◆ **Task list**:
**A)** Decide whether each statement below agrees with the forum excerpt on the age of chartered engineering registration. For each, answer yes or no and quote the deciding words of the excerpt.
(i) The CEng described began a level 3 Technician Apprenticeship at the age of 17.
(ii) The CEng described completed his qualifications over a period of five years.
(iii) The age of 25 was at one time suggested as a minimum.
**B)** Write a continuation of the forum excerpt on the age of chartered engineering registration, beginning after its final sentence.
>> BEGIN Excerpt to read
I’d imagine it would be a challenge to get the youngest age that much more under 26. If a 3 year BEng can be compressed to 2 years, then possibly a MEng can be compressed down to 3. Assuming a compressed degree could achieve accreditation then that might lower it another year. However, the competences take as long as they take and it’s about being in the right place and grabbing the right opportunities.
Posted by Kenneth McNaught on Feb 15, 2019 1:01 pm
Posted by Mark Tickner on Feb 15, 2019 1:10 pm
Posted by Roy Bowdler on Feb 15, 2019 5:44 pm
Our CEng applied for a level 3 Technician Apprenticeship at the age of 17 and left school to take it up, on a promise from his employer to support his progression. He completed an NVQ2, NVQ3, ONC, HNC, BEng 1st Class Hons and MSc with Distinction over a period of 7 years by part-time/distance learning. He was appointed as a “junior” engineer after the four year apprenticeship, then moved for promotion to another employer in the sector two years later.
Clearly such a pathway is intensive and would have involved long-hours, sacrifices and self-discipline, but he wasn’t constrained by the “leisurely” timetable of a full-time academic programme.
I have also come across an example of someone who qualified as an contracting electrician before becoming a full-time student, thus being able to support themselves comfortably and continuing to gain experience by part-time work. I don’t have the details of their registration age, but they were much better placed than a graduate with no experience and made rapid progress. I anticipate that if Engineering Degree Apprenticeships grow in the way that the Government hopes, this mid-twenties milestone will become more common again. Many years ago the age of 25 was “suggested” as a minimum (Age 18 + 3yr Degree + 2 Years Initial Professional Development + 2 years Responsible Experience). There were 2-3000 CEng under 30 the last time I looked. I saw a GP the other day and he seemed under 30.
>> END Excerpt to read
>> BEGIN Information supplied
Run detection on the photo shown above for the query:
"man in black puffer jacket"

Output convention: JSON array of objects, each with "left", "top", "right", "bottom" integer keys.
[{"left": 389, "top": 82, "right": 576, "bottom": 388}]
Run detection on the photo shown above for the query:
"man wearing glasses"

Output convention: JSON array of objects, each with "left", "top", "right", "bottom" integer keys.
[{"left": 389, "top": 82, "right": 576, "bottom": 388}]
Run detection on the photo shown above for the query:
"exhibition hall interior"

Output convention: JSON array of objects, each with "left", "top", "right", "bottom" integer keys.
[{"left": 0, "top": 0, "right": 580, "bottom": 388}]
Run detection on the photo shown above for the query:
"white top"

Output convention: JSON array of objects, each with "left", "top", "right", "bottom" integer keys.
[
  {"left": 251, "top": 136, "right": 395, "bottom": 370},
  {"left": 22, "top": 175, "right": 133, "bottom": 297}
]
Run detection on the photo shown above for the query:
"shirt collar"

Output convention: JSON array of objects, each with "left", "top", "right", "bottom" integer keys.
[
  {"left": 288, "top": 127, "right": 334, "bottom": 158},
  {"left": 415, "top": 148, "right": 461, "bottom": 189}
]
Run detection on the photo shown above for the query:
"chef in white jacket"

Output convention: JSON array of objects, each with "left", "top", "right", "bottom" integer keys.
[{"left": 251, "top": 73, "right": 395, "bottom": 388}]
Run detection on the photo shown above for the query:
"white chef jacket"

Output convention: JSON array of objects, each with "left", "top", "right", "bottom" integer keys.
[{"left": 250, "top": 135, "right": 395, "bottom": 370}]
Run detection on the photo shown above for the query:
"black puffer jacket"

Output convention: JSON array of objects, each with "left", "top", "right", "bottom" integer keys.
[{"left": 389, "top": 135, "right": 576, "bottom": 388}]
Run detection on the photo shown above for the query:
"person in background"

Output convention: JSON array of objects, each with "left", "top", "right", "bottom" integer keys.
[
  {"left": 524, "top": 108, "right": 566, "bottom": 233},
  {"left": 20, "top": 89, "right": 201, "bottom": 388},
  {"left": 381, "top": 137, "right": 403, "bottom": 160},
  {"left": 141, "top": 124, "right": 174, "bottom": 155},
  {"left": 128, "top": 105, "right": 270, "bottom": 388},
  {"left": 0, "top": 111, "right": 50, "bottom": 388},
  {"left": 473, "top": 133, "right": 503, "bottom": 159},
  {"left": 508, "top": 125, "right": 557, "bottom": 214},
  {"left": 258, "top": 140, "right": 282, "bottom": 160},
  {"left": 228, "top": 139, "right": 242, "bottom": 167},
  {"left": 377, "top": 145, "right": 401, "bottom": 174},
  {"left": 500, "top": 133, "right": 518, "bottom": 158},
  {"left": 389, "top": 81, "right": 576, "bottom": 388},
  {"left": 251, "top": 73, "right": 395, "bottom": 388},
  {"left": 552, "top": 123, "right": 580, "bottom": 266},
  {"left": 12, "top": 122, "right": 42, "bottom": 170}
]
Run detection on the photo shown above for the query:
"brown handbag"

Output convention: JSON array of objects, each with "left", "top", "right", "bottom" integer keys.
>> END Information supplied
◆ **Answer set**:
**A)**
(i) Yes: "Our CEng applied for a level 3 Technician Apprenticeship at the age of 17 and left school to take it up"
(ii) No: "over a period of 7 years by part-time/distance learning"
(iii) Yes: "Many years ago the age of 25 was “suggested” as a minimum"

**B)**
If you’re good enough you’re old enough! There are many young and not so young engineers, who think of CEng as an “honour for distinguished achievement”, awarded in middle age, when it is intended to be a threshold milestone, achievable after around 7-8 years of learning and experience.
Posted by Kenneth McNaught on Feb 18, 2019 9:00 am
Mark, I don't think it was me at that dinner as I suspect I was in Paris at that time building "entente cordial"! :)
Posted by Cheong Tsoi on Mar 13, 2019 8:10 am
Posted by Roy Bowdler on Mar 15, 2019 9:35 am
It is interesting how different “norms” and expectations have become established around the same milestone. The situation that you describe of gaining CEng around four years into career following an accredited degree reflects the experience of a substantial proportion of Chartered Engineers. Some of the “high-flyers” have taken this as a foundation/benchmark on which to build a career in corporate management, the law or another related field. By tradition we don’t ask them to keep proving their detailed technical skills, we have welcomed their ongoing contribution as “engineers by training”. However for many years now the average age of a new CEng registrant has been late thirties (ie a “20 year veteran”), so the experience of a significant proportion of Chartered Engineer registrants this century is different.
I haven’t conducted a formal study of this, but the trend creates issues and difficulties around consistency that I won’t explore here. What I have suggested is that we try to “normalise” the idea that every aspiring engineer should seek to professionally benchmark themselves by the age of 25 at the latest. For some that would lead to the award of Chartered Engineer and for others a development plan would be needed ,perhaps with a form of recognition "banked". At present some are encouraged by their employer to gain CEng, some just drift along meaning to get round to it eventually and some just assume that they will be rejected because they “don’t have the right degree” or “aren’t posh enough” etc. Some professional institutions seem rather better than others at getting members chartered at earlier ages, which creates inconsistency and potential iniquity.
Posted by Lee Nelson on Mar 15, 2019 12:54 pm
Some professional institutions seem rather better than others at getting members chartered at earlier ages, which creates inconsistency and potential iniquity.
Posted by Simon Barker on Mar 15, 2019 1:19 pm
Most professions have a well-defined path to registration. It will probably combine a mixture of an academic course and structured on-the-job training. These could be sequential or mixed together.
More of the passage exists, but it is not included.